• **Supplied passage**:
+++

Of note is that SNPs in other genes across chromosome 8 were found that showed high LD (LOD>3) with those studied in this report. In particular, SNPs within the β-defensin-1 gene (DEFB1) located at 8p23 in Caucasians, within the pleckstrin and Sec7 domain containing 3 gene (PSD3) located at 8p22 in both Caucasians and Hispanics and the CSMD3 gene at 8q23 in Hispanics were in strong LD with 8q24 SNPs. Cancer-specific loss of DEFB1, which plays an important role in the innate and adaptive immune response, has been found in prostatic carcinomas and is suggested to play a specific role in tumor suppression of advanced PCa via a pathway involving cMYC and PAX2 (41,42). A meta-analysis in breast cancer metastasis indicated that the PSD3 is significantly downregulated (43). The CSMD3 gene has previously been shown to have upregulated expression associated with chromosomal gains (44). Consistent with the findings of Camp et al. (14), LD was also found between the 8q24 region under study and the more telomeric located gene TMEM75.
A limitation of our study is that selection of the 49 tagged SNPs, covering a 615 kb region within the 8q24 candidate region, was based on HapMap data of the European population. Due to the ethnic-specific LD patterns, we might have missed some non-tagged SNPs in Hispanics and therefore the SNPs selected in the study may not fully represent all tagged variants in this ethnic group. In addition, our selection of SNPs differs from other reports and thus a complete comparison with several previously reported SNPs was not possible. However, it is clear that even with these weaknesses, our findings, coupled with data from previous reports, indicate that variants within 8q24 play a significant role in the susceptibility to PCa risk.

+++

Items listed in a dataset
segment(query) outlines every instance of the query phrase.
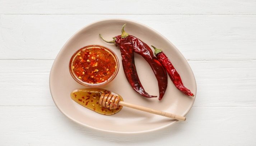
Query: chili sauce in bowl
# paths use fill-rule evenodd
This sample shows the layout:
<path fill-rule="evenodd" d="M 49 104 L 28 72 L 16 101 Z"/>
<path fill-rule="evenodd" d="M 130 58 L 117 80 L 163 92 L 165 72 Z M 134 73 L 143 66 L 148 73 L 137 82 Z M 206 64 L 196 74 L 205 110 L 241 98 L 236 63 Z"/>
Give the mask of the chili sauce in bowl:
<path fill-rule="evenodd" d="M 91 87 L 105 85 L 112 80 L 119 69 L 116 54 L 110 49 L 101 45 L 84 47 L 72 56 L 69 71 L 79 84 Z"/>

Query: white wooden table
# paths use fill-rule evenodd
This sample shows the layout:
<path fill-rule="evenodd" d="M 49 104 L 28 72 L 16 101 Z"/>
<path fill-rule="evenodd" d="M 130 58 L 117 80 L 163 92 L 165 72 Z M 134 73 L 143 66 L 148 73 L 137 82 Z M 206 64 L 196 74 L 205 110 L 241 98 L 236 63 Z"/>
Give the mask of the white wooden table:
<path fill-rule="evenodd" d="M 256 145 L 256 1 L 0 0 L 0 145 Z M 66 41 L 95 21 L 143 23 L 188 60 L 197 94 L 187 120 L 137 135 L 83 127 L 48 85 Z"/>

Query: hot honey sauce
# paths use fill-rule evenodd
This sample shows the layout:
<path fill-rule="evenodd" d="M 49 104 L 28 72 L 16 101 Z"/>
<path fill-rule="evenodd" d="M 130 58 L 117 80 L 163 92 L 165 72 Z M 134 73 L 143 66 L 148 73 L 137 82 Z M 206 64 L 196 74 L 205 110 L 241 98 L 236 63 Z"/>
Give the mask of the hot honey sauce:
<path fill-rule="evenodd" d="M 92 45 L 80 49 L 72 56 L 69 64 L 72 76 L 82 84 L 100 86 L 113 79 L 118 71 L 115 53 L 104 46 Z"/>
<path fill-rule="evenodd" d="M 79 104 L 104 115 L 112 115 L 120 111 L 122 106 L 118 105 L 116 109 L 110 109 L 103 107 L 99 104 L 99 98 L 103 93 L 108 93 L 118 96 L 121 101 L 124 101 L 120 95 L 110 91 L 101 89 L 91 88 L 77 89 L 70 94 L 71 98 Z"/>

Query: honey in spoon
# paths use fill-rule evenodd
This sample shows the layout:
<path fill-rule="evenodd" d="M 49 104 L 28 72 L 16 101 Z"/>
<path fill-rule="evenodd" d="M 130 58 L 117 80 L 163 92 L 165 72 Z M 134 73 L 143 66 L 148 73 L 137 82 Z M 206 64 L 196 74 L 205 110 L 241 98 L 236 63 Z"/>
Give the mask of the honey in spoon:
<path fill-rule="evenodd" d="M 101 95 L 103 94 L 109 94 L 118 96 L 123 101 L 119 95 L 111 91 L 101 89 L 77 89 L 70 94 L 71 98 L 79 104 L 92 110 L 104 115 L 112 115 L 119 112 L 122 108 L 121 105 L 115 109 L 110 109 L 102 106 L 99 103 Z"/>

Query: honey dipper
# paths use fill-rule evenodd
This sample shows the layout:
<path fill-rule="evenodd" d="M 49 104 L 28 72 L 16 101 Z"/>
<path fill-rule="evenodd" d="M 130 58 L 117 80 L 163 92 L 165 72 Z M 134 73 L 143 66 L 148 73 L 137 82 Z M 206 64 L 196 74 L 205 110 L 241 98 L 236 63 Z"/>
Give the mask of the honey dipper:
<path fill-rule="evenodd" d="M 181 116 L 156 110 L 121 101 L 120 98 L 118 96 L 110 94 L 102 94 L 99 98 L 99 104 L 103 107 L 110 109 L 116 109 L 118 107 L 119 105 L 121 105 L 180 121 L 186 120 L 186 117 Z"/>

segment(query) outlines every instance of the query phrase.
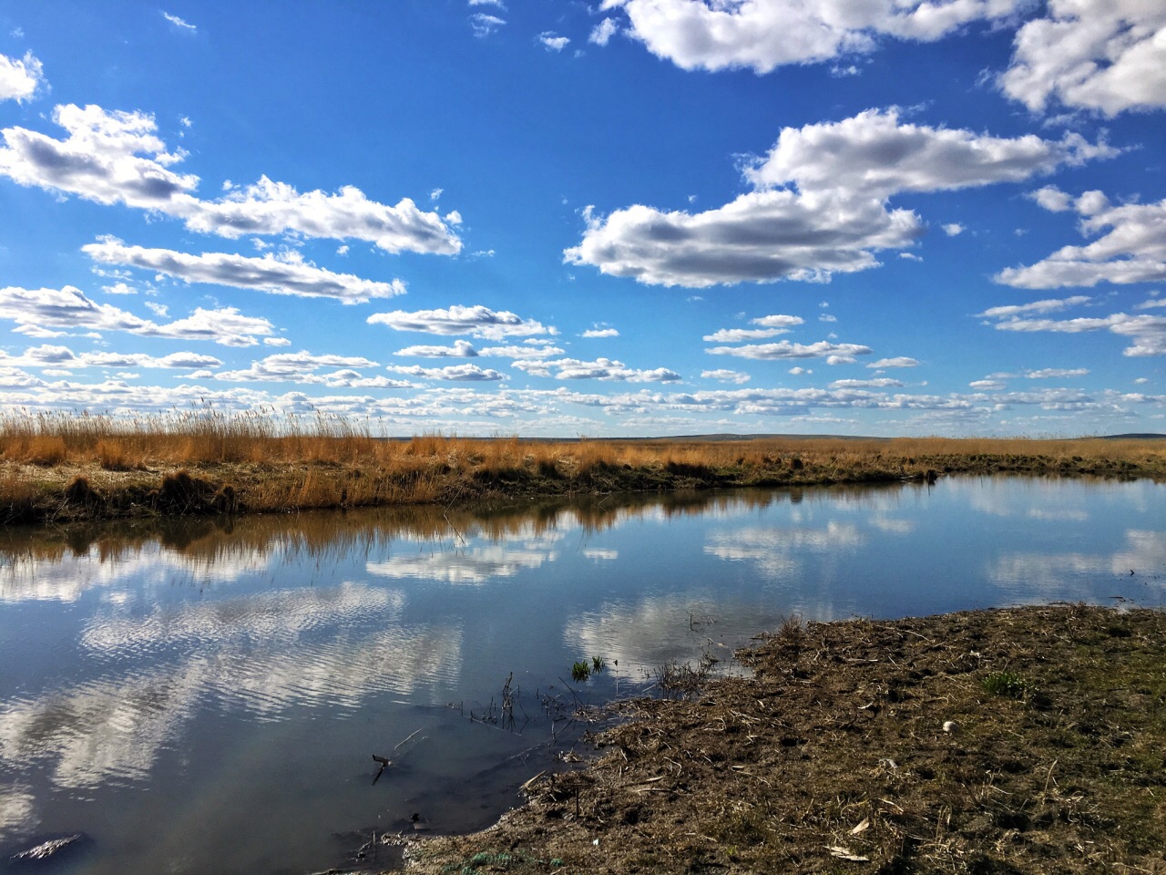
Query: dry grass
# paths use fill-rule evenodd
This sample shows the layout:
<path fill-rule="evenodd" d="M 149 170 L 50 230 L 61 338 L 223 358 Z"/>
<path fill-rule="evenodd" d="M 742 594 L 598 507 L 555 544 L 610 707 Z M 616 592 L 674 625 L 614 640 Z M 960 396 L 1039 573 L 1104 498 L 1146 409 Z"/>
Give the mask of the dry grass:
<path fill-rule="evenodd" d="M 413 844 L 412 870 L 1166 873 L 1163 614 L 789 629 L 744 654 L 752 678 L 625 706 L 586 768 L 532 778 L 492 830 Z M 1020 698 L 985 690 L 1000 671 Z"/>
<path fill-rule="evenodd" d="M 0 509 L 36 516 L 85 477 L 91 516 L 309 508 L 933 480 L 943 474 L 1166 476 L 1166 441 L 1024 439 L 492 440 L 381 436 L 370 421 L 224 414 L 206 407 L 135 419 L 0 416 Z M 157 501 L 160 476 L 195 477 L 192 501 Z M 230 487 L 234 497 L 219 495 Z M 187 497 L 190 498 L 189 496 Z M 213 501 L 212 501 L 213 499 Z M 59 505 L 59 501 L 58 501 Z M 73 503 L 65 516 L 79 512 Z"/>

+++

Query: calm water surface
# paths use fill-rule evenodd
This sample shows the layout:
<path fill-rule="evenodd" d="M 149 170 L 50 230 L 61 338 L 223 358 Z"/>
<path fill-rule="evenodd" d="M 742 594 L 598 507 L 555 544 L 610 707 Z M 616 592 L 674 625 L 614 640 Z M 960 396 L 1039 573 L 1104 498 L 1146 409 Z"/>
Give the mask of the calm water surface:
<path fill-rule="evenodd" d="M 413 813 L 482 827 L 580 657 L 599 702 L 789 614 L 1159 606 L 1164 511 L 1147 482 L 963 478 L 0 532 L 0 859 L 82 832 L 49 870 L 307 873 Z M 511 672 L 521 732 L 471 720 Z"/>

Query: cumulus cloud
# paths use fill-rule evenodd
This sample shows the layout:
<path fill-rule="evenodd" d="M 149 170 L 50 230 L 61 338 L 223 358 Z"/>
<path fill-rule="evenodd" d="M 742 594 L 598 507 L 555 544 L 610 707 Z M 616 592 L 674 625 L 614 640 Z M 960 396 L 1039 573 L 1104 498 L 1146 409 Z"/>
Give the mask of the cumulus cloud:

+++

• **Exercise aim**: Continue the passage on 8q24 variants and prostate cancer risk, picking up right after its final sentence. You can set the records aside, since none of them are needed.

• **Exercise output**:
In summary, our results support the hypothesis that variants in the 8q24 region play an important role in susceptibility of PCa risk in several ethnic groups. This study is the first to confirm the importance of this region in Hispanic men. Our findings further suggest that multiple interacting SNPs within 8q24 but also in different regions on chromosome 8 far beyond this 8q24 candidate region most probably confer increased risk of PCa.
Early Detection Research Network of the National Cancer Institute (U01 CA086402); American Cancer Society (TURSG-03-152-01-CCE), entitled ‘The Role of Genetic Variation in Prostate Cancer among Hispanics and Blacks’; Cancer Support Grant from the NCI number (P30 CA54174).
The participation of all study subjects in SABOR and in the prevalent prostate cancer studies at the University of Texas Health Science Center at San Antonio is gratefully acknowledged. The study could not have been accomplished without the skilled assistance of the SABOR clinical staff.
Conflict of Interest Statement: None declared.